• [PROBLEM STATEMENT]: Carry on the post about Judge Robert K. Puglia's speech "Freedom is not Free," writing the next part after its final sentence.

• [PAGE TEXT]:
Powerline has long post today on California appellate judge Robert K. Puglia who succumbed to cancer recently. There's the eulogy that Janice Rogers Brown gave and the post reprints a copy of the last major speech that Puglia gave: "Freedom is not Free."

Thomas Jefferson said: “The tree of liberty must be refreshed from time to time with the blood of patriots and tyrants.” A few hundred yards from the Jefferson Memorial in our nation’s capital the same sentiment is expressed somewhat less starkly: “Freedom is not free.” The freedoms of which we speak are guaranteed by the Bill of Rights. They are limitations on the power of government. If we are not to descend into anarchy, we must live under government. But government represents concentrated power and, if government is to respect our freedoms, it must be subject to some check. The check on government is, of course, an independent judiciary which implements the rule of law.

• [MATERIAL PROVIDED]:
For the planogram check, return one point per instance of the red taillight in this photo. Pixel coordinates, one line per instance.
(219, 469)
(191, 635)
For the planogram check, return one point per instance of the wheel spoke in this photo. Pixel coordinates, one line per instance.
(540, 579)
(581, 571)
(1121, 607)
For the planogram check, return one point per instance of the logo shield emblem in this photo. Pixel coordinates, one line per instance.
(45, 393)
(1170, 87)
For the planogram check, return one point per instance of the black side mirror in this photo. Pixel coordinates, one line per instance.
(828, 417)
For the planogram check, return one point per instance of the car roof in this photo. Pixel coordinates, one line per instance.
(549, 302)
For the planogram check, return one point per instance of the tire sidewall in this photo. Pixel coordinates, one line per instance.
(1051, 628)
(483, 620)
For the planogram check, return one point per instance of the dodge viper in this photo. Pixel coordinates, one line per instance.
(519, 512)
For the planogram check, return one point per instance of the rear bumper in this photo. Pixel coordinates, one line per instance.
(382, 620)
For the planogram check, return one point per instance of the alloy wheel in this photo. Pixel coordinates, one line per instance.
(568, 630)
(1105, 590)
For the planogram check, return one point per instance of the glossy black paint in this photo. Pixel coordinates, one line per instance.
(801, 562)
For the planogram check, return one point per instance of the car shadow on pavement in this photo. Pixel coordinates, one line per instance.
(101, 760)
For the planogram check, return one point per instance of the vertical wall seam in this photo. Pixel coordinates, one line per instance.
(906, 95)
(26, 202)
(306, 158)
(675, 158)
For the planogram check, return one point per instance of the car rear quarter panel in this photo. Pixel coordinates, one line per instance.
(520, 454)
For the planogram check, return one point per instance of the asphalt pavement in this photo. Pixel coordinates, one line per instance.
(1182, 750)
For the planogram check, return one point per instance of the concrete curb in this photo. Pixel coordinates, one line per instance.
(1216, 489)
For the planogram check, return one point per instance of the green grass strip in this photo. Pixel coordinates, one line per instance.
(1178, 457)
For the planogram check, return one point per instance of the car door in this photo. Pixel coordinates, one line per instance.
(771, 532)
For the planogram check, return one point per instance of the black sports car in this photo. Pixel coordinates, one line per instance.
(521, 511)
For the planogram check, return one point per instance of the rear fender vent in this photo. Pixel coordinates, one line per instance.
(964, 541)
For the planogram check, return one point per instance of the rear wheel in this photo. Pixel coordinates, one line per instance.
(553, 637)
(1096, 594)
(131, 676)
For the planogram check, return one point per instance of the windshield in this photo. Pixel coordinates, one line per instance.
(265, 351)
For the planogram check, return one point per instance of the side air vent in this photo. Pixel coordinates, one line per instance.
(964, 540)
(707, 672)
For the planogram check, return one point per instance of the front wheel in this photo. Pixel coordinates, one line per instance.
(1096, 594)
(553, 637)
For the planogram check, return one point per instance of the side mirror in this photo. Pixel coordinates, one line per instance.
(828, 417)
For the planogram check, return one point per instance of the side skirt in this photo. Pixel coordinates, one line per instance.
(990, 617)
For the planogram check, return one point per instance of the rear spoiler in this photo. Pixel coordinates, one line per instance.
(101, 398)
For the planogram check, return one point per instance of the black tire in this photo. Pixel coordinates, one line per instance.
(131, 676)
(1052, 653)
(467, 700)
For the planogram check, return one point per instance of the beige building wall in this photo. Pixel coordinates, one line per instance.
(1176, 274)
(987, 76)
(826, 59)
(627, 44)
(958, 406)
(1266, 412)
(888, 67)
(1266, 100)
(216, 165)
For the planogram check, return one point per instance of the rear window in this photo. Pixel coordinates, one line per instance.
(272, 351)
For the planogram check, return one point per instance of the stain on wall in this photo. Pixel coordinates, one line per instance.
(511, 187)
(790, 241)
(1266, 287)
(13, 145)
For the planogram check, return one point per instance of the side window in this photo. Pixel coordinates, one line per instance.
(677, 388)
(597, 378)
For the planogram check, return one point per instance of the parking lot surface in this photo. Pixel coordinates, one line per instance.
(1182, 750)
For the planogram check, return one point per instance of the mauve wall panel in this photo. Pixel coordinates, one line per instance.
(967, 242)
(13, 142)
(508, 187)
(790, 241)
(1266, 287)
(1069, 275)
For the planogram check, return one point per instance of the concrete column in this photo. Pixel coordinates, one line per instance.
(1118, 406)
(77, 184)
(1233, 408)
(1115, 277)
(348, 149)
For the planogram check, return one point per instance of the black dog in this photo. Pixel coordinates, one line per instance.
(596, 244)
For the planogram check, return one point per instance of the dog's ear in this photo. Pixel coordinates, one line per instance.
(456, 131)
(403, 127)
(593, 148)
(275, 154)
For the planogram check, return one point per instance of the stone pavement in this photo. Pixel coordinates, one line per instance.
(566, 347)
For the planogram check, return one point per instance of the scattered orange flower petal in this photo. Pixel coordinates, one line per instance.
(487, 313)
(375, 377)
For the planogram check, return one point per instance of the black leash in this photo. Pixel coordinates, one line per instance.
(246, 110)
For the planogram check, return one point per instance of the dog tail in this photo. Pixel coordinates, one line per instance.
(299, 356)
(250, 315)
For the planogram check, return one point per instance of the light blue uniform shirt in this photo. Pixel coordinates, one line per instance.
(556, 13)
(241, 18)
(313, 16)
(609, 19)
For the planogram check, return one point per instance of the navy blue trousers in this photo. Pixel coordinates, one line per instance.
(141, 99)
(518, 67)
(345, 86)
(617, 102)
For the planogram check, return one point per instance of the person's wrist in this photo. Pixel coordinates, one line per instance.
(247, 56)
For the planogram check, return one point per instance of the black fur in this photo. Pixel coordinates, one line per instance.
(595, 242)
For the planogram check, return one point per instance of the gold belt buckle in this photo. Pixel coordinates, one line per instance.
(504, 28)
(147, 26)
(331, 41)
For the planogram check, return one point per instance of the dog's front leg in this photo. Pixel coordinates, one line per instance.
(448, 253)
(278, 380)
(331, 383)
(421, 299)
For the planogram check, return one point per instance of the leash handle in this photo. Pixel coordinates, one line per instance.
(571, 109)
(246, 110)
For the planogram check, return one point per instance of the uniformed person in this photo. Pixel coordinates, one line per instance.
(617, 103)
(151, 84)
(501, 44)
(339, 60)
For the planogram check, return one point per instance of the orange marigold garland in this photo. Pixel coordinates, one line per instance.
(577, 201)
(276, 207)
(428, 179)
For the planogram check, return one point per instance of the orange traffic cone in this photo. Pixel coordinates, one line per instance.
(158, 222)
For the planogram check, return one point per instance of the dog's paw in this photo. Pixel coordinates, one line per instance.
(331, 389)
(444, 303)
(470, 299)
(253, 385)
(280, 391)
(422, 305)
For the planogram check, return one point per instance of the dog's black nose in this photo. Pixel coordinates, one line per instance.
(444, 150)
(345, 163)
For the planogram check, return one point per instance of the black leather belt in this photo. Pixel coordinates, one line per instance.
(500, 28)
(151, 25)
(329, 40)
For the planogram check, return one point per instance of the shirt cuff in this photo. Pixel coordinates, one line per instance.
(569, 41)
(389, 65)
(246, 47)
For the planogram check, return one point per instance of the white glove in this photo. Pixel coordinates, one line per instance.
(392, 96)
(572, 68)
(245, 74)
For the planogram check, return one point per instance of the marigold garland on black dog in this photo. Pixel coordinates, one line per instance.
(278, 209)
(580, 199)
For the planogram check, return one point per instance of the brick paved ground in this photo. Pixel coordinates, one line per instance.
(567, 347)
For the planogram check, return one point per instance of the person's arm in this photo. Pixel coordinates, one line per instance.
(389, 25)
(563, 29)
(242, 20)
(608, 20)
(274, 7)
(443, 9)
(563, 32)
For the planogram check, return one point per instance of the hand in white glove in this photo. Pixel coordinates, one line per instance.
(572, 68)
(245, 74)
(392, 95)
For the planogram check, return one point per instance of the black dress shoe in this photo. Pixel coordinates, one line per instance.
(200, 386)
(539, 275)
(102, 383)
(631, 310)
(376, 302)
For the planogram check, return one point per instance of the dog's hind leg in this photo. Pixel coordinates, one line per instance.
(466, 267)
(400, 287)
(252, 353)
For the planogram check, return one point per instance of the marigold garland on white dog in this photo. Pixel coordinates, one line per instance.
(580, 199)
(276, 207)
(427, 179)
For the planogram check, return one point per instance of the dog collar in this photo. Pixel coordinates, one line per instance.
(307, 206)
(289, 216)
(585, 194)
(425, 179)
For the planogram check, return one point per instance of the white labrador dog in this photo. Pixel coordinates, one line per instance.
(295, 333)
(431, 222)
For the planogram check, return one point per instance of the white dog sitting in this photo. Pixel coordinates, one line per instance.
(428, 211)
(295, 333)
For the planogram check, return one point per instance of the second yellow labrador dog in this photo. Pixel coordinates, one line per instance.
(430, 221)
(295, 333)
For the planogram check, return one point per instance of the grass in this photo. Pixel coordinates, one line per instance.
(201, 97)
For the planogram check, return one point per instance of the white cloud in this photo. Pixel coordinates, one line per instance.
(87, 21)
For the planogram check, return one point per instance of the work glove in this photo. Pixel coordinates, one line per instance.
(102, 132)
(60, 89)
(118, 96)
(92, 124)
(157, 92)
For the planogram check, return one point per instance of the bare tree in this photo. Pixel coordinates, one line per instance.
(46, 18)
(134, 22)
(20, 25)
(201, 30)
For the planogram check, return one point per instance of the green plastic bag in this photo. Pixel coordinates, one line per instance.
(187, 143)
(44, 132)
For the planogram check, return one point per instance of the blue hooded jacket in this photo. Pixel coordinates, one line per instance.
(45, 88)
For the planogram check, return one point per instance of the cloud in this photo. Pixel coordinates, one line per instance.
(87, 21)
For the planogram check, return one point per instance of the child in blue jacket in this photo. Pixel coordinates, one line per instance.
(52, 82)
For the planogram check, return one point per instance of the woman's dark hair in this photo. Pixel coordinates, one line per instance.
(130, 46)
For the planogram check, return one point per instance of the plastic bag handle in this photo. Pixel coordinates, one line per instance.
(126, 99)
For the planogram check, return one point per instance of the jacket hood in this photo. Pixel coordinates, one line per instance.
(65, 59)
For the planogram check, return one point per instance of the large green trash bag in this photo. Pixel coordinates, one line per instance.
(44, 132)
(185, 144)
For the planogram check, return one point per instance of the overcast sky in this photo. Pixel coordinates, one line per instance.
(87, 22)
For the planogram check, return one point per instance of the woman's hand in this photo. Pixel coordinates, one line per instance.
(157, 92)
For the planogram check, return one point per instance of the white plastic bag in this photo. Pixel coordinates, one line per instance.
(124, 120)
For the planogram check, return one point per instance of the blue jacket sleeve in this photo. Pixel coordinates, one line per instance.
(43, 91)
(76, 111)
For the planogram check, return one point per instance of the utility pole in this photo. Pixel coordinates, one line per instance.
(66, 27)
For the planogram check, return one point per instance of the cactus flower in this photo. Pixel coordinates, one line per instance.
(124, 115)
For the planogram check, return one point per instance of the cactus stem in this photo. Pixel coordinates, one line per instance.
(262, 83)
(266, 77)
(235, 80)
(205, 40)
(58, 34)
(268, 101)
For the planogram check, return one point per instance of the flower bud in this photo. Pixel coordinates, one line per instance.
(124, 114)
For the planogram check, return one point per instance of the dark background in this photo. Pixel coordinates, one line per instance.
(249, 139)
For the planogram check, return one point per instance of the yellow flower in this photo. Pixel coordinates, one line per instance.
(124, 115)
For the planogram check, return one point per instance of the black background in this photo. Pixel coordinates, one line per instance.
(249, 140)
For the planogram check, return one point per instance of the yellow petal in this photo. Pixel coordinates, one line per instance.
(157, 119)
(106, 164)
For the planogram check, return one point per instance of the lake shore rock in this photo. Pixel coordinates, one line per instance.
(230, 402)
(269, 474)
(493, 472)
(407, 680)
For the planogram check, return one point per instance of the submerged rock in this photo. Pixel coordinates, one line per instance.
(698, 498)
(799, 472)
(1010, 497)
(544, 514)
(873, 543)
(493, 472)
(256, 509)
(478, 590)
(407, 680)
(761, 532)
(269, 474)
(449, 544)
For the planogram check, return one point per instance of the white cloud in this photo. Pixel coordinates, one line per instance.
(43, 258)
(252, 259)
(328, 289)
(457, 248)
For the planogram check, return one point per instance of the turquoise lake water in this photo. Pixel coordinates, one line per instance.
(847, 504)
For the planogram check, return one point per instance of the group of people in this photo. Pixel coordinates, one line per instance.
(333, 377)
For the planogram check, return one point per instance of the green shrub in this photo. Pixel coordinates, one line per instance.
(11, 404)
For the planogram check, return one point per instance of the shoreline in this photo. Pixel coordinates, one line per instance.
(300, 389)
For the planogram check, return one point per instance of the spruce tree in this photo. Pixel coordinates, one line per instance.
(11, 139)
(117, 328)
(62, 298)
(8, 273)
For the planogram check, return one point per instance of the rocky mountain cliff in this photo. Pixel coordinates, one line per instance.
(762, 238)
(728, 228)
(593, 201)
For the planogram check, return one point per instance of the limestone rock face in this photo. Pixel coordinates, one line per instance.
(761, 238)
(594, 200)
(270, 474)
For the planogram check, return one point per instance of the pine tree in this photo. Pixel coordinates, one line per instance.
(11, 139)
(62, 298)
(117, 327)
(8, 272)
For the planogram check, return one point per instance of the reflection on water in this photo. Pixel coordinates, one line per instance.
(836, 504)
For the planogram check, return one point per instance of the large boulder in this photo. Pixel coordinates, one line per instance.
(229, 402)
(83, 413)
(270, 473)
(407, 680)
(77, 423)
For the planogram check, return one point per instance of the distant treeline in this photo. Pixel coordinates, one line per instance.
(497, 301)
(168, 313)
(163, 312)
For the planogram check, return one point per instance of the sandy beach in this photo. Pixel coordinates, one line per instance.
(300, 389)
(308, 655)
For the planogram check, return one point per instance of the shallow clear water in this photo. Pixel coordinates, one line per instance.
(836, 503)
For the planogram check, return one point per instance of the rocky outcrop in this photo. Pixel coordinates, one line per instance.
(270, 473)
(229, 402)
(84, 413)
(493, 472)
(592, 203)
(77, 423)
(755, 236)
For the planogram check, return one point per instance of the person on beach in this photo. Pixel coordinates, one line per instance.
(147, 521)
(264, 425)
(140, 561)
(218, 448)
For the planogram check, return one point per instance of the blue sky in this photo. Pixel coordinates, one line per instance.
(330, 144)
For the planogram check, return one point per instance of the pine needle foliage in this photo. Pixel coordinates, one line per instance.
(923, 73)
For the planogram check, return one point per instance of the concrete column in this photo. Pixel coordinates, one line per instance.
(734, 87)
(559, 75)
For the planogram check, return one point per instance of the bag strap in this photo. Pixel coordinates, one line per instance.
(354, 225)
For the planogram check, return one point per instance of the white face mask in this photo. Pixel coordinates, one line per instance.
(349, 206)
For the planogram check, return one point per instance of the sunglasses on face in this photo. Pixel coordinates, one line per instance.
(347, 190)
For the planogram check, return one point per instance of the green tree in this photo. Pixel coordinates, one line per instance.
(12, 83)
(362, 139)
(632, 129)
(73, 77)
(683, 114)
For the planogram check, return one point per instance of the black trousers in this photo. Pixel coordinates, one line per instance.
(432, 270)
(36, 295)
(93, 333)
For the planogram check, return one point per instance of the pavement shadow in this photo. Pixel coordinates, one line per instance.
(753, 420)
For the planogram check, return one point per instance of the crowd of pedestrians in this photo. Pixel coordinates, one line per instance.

• [ANSWER TO THE EXERCISE]:
The rule of law relies on a fragile consensus, which remarkably has endured and allowed us, uniquely among the nations of the world, to live as free people for more than 200 years. It is the guarantor of our freedoms. It emits the glow that illuminates the shining city on the hill, the glow that is never so brilliant as when contrasted to the ominous shadows cast by the brutal tyrannies which have threatened our national existence in this century. More than anything else, the rule of law is at the heart of American exceptionalism. That is the unique place that America occupies among the community of nations.